Text block:
<<<<

The **admission rate** to a school is defined as the proportion of students who were admitted of those who applied:


$$ \text{admission rate} = \frac{\text{\# admitted}}{\text{\# applied}} $$

Below, use `schools_full` to assign the variable `admission_rate` to the overall admission rate for UC Berkeley first-year students. You may use `num_admitted`, which you defined earlier.


In [None]:
admission_rate = ...
admission_rate

In [None]:
grader.check("q2b")

---
## Question 2c – Double-checking the data

The admission rate you computed in the previous part should seem peculiarly high.

### Question 2c(i)

Find the true admission rate from this August 2024 [UC Berkeley News](https://news.berkeley.edu/2024/08/02/almost-80-of-uc-berkeleys-first-year-admits-are-from-california/) article. Assign `true_admission_rate_choice` to an integer 1, 2, 3, or 4 corresponding to the choices below. This question has a hidden test.

1. 79%
2. 11%
3. 75%
4. 12%

In [None]:
true_admission_rate_choice = ...

In [None]:
grader.check("q2c_i")

<!-- BEGIN QUESTION -->

### Question 2c(ii)

>>>>

Rows:
<<<<

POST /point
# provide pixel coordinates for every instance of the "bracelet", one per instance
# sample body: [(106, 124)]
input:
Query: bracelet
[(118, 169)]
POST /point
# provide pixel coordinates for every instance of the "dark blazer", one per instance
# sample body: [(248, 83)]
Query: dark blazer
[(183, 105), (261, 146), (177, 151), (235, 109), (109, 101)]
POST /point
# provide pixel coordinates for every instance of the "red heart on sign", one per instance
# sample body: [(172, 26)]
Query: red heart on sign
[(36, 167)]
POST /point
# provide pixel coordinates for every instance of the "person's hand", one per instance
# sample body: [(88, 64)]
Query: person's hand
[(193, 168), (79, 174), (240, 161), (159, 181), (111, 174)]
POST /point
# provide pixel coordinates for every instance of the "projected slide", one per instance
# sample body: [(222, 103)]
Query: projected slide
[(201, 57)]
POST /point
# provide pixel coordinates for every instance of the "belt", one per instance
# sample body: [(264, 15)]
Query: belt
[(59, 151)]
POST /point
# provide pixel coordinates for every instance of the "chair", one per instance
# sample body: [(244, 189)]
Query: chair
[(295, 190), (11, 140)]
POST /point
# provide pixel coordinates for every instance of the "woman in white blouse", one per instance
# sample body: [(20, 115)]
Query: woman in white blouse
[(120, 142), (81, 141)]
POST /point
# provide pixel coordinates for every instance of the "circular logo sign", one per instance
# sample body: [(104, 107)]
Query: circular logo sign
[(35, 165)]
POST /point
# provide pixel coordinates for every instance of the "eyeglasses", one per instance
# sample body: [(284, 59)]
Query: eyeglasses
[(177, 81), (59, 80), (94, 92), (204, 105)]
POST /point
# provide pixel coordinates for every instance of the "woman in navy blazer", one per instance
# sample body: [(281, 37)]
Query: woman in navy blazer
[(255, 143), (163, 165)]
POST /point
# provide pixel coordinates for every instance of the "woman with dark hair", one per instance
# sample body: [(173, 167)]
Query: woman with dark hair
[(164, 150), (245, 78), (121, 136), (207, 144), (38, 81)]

>>>>

Complete the following:
1/ Do these statements agree with the admission rate text? Answer yes or no for each, quoting the words of the text that decide it.
(a) The admission rate is the share of applicants who were admitted.
(b) The admission rate computed in the previous part should seem peculiarly low.
(c) Question 2c(i) has a hidden test.
2/ In the admission rate text, which previously defined variable may be used to assign `admission_rate`?
3/ Resume the admission rate text, starting after its final heading, "Question 2c(ii)".

Expected responses:
1/
(a) Yes: "the proportion of students who were admitted of those who applied"
(b) No: "should seem peculiarly high"
(c) Yes: "This question has a hidden test."

2/ `num_admitted`

3/
_Why is the admission rate computed in our dataset less than the true admission rate as reported by the news article?_ Write a short answer in the cell below. Your answer should include (1) the details listed in the "fine print" on the UC website we used to obtain this data (https://www.universityofcalifornia.edu/about-us/information-center/admissions-source-school), and (2) why these schools and applicants may have been excluded.

_Note_: We used the "FR Gnd by Yr" table to generate our dataset; in this table, a student "category" is defined as All, Female, Male, Other, and Unknown.

_Type your answer here, replacing this text._

<!-- END QUESTION -->

---

## Question 2d: The `schools` Table

Given the above, for the rest of this assignment we will consider only the schools in `schools_full` that **had _admits_ to UC Berkeley for the Fall 2024 admissions cycle**. This restricts the questions we can ask about our data, but we will see that there are still some interesting results.

Assign this new table to `schools`. The `schools` table should have the same columns as `schools_full` but include only the rows with non-zero admits.

In [None]:
schools = ...
schools.show(10)

In [None]:
grader.check("q2d")

<br></br>
<hr style="border: 1px solid #fdb515;" />

# Question 3 – Location

Next, let's explore student enrollments by location.

---

## Question 3a - Regions

Use the table `schools` to create a new table `regions` which sums up applicant, admission, and enrollment numbers by region.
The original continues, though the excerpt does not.